▶ [TASK] Copy every one of the entries below line for line, leaving each word unchanged.

%%

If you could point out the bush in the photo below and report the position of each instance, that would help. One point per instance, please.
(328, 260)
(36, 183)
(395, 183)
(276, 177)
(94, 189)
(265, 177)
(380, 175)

%%

▶ [RESULT OF THE TASK]
If you could point out the bush in the photo below and report the position of each instance, that would help. One point per instance, please.
(328, 260)
(36, 183)
(395, 183)
(276, 177)
(94, 189)
(265, 177)
(380, 175)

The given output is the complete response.